• Objectif de l'exercice:
Rédigez la suite du commentaire sur le report des effets du divorce et la prestation compensatoire, en partant de la dernière phrase de l'extrait fourni.

• Extrait fourni:
En janvier 2010, un couple divorce pour altération définitive du lien conjugal. Le juge prononçant le divorce décide de reporter la date des effets patrimoniaux de celui-ci au 25 juin 2007 et condamne l’époux au versement d’une prestation compensatoire. Ce dernier interjette appel du jugement : d’une part, le report des effets de son divorce aurait dû, selon lui, être avancé à la date de la séparation effective du couple, en 1994 ; d’autre part, il fait valoir son impossibilité d’assumer la prestation compensatoire fixée par le juge, consistant à la fois dans le versement d’une somme de 70 000 euros et dans l’attribution d’un bien commun en pleine propriété évalué à 355 000 euros. La cour d’appel confirme pourtant le jugement. L’époux se pourvoit donc en cassation. Au soutien de sa thèse, il fait grief aux juges, tout d’abord, de refuser de tenir compte de la date de cessation de la cohabitation du couple pour retenir uniquement la date de cessation de leur collaboration. Il reproche ensuite à la cour d’appel d’avoir attribué une prestation compensatoire sous la forme d’une attribution en pleine propriété sans préciser la valeur et la quotité des droits respectifs des époux sur ce bien, laissant ainsi indéterminé le montant de la prestation allouée.
La Haute cour rejette son pourvoi. Pourtant, le premier moyen invoqué était convaincant. En effet, on aurait pu imaginer que la cour retînt, pour fixer la date de report des effets du divorce, dépendante de celle à laquelle les époux ont effectivement cessé de cohabiter et de collaborer (C. civ., art. 262-1), la date de la séparation de fait des époux, tant il semble désormais acquis que « la cessation de la cohabitation [fait] présumer la cessation de la collaboration » (V. notam. Civ. 1re, 31 mars 2010). Si pour que cette présomption puisse jouer, la vie commune doit avoir effectivement pris fin, telle était bien l’hypothèse, les juges ayant constaté que les époux résidaient séparément depuis 1994. Mais cette présomption étant simple, elle peut, comme dans l’espèce rapportée, être renversée par le conjoint qui s’y oppose, par toute preuve contraire de la poursuite de la collaboration après la séparation du couple. Ainsi peut-on expliquer que la Cour de cassation ait ici fixé la date du report en 2007, les époux ayant après leur séparation en 1994, achetés trois biens immobiliers et contracté des emprunts au-delà de cette période. Les juges du fond ont donc pu déduire de ces faits la volonté des époux de poursuivre leur collaboration après la cessation de leur cohabitation (V. déjà : Civ. 1re, 17 nov. 2010). Il va de soi que l’épouse avait intérêt à renverser la présomption : en effet, lorsque les époux sont communs en biens, la date de report des effets du divorce a son importance car d’elle dépend celle de la dissolution du régime matrimonial des époux, à compter de laquelle les revenus ultérieurement perçus par chacun d’eux redeviennent propres. Autrement dit, il aurait ici été défavorable à l’épouse de faire reculer cette date car cela aurait conduit à diminuer la masse des biens communs à partager.

• Données:
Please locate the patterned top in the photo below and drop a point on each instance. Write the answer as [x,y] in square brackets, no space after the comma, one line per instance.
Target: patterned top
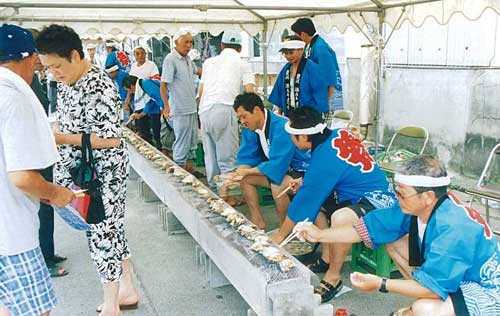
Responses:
[91,105]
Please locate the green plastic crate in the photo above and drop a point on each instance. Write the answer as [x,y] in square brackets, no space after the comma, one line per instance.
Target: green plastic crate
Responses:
[199,157]
[376,261]
[265,196]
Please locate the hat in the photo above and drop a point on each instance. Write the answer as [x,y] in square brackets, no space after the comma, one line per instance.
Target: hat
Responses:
[292,44]
[111,68]
[15,42]
[231,37]
[181,32]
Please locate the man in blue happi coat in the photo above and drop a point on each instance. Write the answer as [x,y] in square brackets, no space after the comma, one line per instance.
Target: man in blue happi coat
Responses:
[147,107]
[298,82]
[266,157]
[342,183]
[318,50]
[446,250]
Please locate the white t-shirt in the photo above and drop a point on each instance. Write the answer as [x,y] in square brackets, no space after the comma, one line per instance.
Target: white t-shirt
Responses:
[26,143]
[223,78]
[147,70]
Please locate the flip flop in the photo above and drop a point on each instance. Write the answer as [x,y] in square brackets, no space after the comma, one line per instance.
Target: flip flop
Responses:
[124,307]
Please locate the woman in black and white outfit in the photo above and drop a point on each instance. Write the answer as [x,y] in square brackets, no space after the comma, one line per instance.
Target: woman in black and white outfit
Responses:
[89,103]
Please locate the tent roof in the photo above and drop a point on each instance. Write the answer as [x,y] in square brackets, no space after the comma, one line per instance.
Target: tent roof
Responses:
[119,18]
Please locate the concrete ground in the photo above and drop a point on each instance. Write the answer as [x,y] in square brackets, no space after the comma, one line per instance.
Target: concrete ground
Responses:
[169,282]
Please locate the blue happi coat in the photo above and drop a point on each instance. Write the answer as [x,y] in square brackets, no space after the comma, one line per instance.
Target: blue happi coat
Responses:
[150,95]
[340,164]
[322,54]
[282,152]
[313,90]
[460,247]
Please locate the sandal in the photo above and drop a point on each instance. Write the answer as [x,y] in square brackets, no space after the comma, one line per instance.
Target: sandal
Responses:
[55,271]
[328,290]
[58,259]
[124,307]
[401,311]
[319,266]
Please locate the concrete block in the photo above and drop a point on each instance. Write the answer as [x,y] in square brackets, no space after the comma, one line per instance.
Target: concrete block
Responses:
[146,193]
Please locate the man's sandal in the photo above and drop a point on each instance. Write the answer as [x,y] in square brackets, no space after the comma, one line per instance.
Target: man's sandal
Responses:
[401,311]
[328,290]
[319,266]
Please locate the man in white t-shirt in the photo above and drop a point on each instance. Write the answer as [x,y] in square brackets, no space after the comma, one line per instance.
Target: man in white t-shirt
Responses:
[27,145]
[224,77]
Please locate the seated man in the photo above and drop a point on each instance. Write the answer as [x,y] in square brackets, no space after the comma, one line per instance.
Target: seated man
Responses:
[299,82]
[147,107]
[342,178]
[446,250]
[265,156]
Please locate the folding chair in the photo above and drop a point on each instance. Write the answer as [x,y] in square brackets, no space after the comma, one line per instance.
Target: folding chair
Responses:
[488,187]
[391,158]
[341,119]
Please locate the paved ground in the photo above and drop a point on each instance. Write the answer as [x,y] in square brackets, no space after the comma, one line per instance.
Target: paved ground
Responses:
[169,282]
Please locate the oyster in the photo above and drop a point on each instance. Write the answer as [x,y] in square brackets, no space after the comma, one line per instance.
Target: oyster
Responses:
[273,254]
[259,245]
[286,265]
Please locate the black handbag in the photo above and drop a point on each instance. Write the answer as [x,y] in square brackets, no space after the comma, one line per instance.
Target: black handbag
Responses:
[85,177]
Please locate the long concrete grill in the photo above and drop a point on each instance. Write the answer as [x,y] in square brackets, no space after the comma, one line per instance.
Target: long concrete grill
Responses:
[268,290]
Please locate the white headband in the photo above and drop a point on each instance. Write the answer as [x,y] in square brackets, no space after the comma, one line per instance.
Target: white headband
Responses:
[112,68]
[319,128]
[292,44]
[422,181]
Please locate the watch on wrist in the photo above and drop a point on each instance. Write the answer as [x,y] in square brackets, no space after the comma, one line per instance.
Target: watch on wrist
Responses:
[383,288]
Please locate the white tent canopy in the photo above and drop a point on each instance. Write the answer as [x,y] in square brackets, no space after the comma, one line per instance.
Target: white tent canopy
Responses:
[119,18]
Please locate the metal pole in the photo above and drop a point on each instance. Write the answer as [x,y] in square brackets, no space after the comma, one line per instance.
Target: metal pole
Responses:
[380,48]
[264,58]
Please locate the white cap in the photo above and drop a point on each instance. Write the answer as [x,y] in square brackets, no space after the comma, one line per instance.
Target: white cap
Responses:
[181,32]
[292,44]
[139,46]
[231,37]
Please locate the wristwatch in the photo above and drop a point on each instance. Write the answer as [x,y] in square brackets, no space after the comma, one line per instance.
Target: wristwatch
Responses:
[383,289]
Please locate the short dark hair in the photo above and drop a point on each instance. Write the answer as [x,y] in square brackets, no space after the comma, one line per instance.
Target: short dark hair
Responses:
[248,101]
[304,25]
[304,117]
[425,165]
[60,40]
[129,81]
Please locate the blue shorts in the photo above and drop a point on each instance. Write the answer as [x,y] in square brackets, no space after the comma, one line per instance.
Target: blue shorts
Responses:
[25,285]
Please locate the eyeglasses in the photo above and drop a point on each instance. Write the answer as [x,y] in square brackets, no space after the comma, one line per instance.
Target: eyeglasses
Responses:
[287,51]
[399,195]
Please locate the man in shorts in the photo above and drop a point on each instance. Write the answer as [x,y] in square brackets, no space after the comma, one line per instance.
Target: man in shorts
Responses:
[342,179]
[27,146]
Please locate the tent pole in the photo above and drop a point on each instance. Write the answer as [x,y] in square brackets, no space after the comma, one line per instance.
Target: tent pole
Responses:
[264,59]
[380,47]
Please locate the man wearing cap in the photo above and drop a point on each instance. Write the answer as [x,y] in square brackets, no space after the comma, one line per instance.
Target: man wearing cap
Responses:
[342,183]
[116,57]
[267,156]
[447,252]
[143,68]
[91,50]
[25,286]
[298,83]
[180,101]
[223,78]
[318,50]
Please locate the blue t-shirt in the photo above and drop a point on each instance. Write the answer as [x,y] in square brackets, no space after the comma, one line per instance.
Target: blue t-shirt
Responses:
[313,91]
[340,164]
[459,246]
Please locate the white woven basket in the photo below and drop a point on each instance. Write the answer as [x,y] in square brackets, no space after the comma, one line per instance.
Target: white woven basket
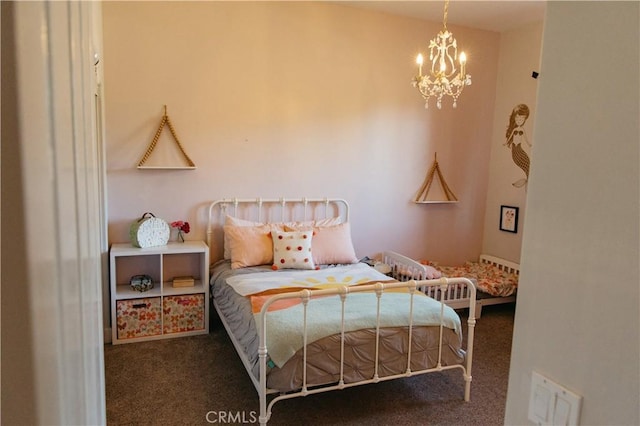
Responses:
[149,231]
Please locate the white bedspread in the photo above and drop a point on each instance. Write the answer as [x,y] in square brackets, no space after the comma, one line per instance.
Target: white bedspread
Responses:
[257,282]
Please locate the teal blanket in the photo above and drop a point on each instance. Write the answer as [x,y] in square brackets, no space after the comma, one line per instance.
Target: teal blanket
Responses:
[285,327]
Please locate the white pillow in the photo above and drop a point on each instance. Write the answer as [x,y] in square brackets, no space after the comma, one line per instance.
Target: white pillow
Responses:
[331,244]
[292,250]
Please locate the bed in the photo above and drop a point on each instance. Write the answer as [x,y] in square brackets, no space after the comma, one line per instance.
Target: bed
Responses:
[495,280]
[308,317]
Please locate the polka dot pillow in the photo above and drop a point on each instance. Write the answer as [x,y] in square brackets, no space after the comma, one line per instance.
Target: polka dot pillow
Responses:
[292,250]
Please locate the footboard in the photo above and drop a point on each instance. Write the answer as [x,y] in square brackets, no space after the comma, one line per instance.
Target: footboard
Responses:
[414,311]
[456,295]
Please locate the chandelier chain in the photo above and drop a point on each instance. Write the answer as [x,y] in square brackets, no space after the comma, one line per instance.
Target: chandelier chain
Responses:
[446,14]
[447,75]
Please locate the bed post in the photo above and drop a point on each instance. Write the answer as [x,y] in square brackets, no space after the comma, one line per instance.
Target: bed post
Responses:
[471,322]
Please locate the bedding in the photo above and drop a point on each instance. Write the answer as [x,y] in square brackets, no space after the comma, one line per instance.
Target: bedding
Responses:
[247,298]
[487,278]
[239,294]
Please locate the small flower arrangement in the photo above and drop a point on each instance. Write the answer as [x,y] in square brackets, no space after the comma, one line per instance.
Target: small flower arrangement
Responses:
[183,227]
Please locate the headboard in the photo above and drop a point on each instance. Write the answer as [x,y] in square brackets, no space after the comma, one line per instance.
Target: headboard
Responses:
[268,210]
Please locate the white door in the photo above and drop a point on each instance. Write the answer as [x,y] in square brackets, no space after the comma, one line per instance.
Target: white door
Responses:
[56,256]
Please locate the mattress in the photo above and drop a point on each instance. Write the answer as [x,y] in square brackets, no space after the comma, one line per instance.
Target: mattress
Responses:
[323,355]
[490,281]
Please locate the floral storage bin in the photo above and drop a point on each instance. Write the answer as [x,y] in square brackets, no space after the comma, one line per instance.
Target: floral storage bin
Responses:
[183,313]
[138,317]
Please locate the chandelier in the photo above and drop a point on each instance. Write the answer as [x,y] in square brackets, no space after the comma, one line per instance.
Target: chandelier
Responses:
[443,78]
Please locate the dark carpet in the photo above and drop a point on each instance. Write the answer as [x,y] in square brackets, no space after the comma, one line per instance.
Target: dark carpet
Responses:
[200,380]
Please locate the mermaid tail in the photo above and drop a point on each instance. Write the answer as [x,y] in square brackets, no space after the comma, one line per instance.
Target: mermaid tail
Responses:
[521,159]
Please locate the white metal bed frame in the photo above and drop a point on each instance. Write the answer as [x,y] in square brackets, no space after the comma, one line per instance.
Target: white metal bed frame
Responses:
[458,298]
[410,275]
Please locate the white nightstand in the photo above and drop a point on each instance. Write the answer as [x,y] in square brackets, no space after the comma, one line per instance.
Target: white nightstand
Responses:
[163,311]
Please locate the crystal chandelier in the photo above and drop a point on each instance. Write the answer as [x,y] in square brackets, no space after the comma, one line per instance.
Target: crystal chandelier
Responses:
[444,78]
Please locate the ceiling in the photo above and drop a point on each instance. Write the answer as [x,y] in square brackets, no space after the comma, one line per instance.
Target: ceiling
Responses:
[493,15]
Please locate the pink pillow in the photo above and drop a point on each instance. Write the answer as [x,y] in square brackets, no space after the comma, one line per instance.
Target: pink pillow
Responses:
[292,250]
[332,244]
[249,245]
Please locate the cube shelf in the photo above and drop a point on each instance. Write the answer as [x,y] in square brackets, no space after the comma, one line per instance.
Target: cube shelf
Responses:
[163,311]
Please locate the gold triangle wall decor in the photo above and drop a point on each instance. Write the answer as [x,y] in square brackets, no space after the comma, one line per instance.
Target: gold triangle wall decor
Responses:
[154,142]
[423,192]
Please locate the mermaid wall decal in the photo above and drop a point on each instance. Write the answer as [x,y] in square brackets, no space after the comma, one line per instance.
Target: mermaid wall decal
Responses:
[516,136]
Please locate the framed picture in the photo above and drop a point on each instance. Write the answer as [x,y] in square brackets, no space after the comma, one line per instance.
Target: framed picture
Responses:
[509,219]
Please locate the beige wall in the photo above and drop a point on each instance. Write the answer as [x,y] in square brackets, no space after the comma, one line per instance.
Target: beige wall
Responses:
[519,57]
[578,301]
[296,99]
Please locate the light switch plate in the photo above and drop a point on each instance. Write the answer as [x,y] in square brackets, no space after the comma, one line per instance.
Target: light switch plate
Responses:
[551,403]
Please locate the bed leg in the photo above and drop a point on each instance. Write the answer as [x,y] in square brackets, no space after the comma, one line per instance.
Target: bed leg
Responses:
[478,308]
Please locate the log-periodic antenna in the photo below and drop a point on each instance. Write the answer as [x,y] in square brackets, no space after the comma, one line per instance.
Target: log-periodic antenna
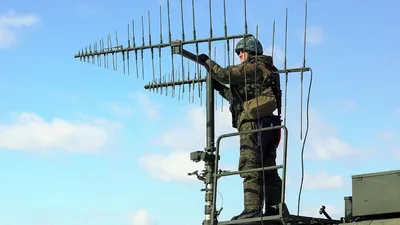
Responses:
[185,77]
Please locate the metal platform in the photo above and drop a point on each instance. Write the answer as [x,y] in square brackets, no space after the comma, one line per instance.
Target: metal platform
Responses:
[283,217]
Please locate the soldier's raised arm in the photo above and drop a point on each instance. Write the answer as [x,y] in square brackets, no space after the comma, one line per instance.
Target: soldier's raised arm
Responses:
[245,72]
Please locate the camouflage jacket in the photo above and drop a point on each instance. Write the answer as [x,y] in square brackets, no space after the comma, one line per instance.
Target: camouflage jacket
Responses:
[247,80]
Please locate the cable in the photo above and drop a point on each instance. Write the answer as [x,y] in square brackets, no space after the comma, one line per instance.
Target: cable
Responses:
[304,142]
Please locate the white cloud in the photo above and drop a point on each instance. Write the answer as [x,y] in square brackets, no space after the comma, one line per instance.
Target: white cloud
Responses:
[170,167]
[279,54]
[324,141]
[29,132]
[314,35]
[187,136]
[386,135]
[350,104]
[11,21]
[142,217]
[119,109]
[333,212]
[190,133]
[322,180]
[151,108]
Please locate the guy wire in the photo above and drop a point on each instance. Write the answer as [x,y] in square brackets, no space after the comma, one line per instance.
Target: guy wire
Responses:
[307,109]
[304,142]
[259,132]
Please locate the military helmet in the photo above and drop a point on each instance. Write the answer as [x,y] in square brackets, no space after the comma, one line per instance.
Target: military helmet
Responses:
[250,45]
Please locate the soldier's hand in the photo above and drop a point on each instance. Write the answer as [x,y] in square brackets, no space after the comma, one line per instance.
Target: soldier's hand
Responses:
[203,57]
[217,85]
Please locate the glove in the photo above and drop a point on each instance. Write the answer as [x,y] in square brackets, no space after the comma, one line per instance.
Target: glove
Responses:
[203,58]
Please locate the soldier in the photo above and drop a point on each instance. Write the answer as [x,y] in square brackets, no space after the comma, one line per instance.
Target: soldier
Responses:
[258,76]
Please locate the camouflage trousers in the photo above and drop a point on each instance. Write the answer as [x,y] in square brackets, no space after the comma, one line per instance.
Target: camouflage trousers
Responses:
[259,150]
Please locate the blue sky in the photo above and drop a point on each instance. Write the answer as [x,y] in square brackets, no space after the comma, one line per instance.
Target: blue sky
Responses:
[87,145]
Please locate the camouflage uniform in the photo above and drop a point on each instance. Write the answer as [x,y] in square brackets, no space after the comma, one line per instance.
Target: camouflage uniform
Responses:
[256,149]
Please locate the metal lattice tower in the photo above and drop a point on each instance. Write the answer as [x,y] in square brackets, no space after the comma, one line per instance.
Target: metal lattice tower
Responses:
[99,53]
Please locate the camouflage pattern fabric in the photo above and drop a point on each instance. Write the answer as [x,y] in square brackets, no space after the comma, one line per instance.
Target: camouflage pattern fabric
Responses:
[248,76]
[246,81]
[258,150]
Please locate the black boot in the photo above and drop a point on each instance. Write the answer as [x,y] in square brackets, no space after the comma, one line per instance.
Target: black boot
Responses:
[272,200]
[248,214]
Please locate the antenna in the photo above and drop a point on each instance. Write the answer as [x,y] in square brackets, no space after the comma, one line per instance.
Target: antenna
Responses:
[177,78]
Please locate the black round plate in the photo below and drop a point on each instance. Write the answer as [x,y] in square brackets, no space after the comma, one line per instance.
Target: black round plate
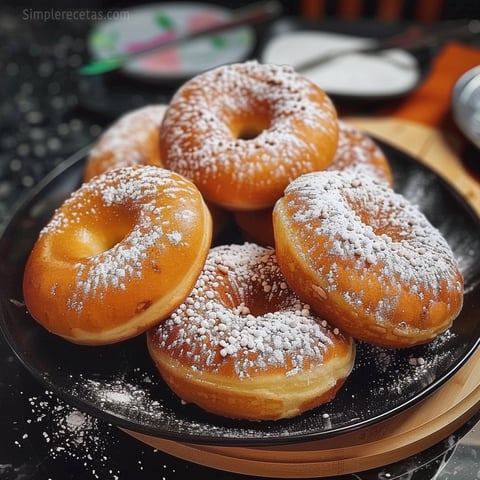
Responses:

• Résultat attendu:
Quant au second moyen, il semblait, contrairement au précédent, peu pertinent. En effet, les juges du fond avaient bien précisé, dans le dispositif de leur décision, la valeur de l’immeuble commun attribué à titre de prestation compensatoire. Concernant la forme de cette prestation, l’arrêt rapporté offre l’occasion de rappeler que la prestation compensatoire est, en principe, versée en capital (C. civ., art. 270, al. 2), celui-ci consistant soit dans l’allocation d’une somme d’argent (C. civ., art. 274, 1°), soit dans l’ « attribution de biens en propriété (…), le jugement opérant cession forcée en faveur du créancier » (C. civ., art. 274, 2°), l’un n’excluant pas l’autre, comme en témoigne l’espèce commentée. Le Conseil constitutionnel a par ailleurs récemment affirmé que la cession forcée d’un bien ne doit être envisagée que s’il existe des raisons de craindre un défaut de paiement en cas d’octroi d’une somme d’argent. En l’espèce, les récentes difficultés financières de l’époux, ayant perdu son client principal, permettent certainement d’expliquer qu’une telle cession, forcée, ait été ordonnée.
Civ. 1re, 24 oct. 2012, n°11-30.522
Références
■ Code civil
« Le jugement de divorce prend effet dans les rapports entre les époux, en ce qui concerne leurs biens :
– lorsqu'il est prononcé par consentement mutuel, à la date de l'homologation de la convention réglant l'ensemble des conséquences du divorce, à moins que celle-ci n'en dispose autrement ;
– lorsqu'il est prononcé pour acceptation du principe de la rupture du mariage, pour altération définitive du lien conjugal ou pour faute, à la date de l'ordonnance de non-conciliation.
À la demande de l'un des époux, le juge peut fixer les effets du jugement à la date à laquelle ils ont cessé de cohabiter et de collaborer. Cette demande ne peut être formée qu'à l'occasion de l'action en divorce. La jouissance du logement conjugal par un seul des époux conserve un caractère gratuit jusqu'à l'ordonnance de non-conciliation, sauf décision contraire du juge. »
« Le divorce met fin au devoir de secours entre époux.
L'un des époux peut être tenu de verser à l'autre une prestation destinée à compenser, autant qu'il est possible, la disparité que la rupture du mariage crée dans les conditions de vie respectives. Cette prestation a un caractère forfaitaire. Elle prend la forme d'un capital dont le montant est fixé par le juge.
Toutefois, le juge peut refuser d'accorder une telle prestation si l'équité le commande, soit en considération des critères prévus à l'article 271, soit lorsque le divorce est prononcé aux torts exclusifs de l'époux qui demande le bénéfice de cette prestation, au regard des circonstances particulières de la rupture. »
« Le juge décide des modalités selon lesquelles s'exécutera la prestation compensatoire en capital parmi les formes suivantes :
1° Versement d'une somme d'argent, le prononcé du divorce pouvant être subordonné à la constitution des garanties prévues à l'article 277 ;
2° Attribution de biens en propriété ou d'un droit temporaire ou viager d'usage, d'habitation ou d'usufruit, le jugement opérant cession forcée en faveur du créancier. Toutefois, l'accord de l'époux débiteur est exigé pour l'attribution en propriété de biens qu'il a reçus par succession ou donation. »
■ Civ. 1re, 31 mars 2010, n°08-20.729, RTD civ. 2010. 313, obs. Hauser.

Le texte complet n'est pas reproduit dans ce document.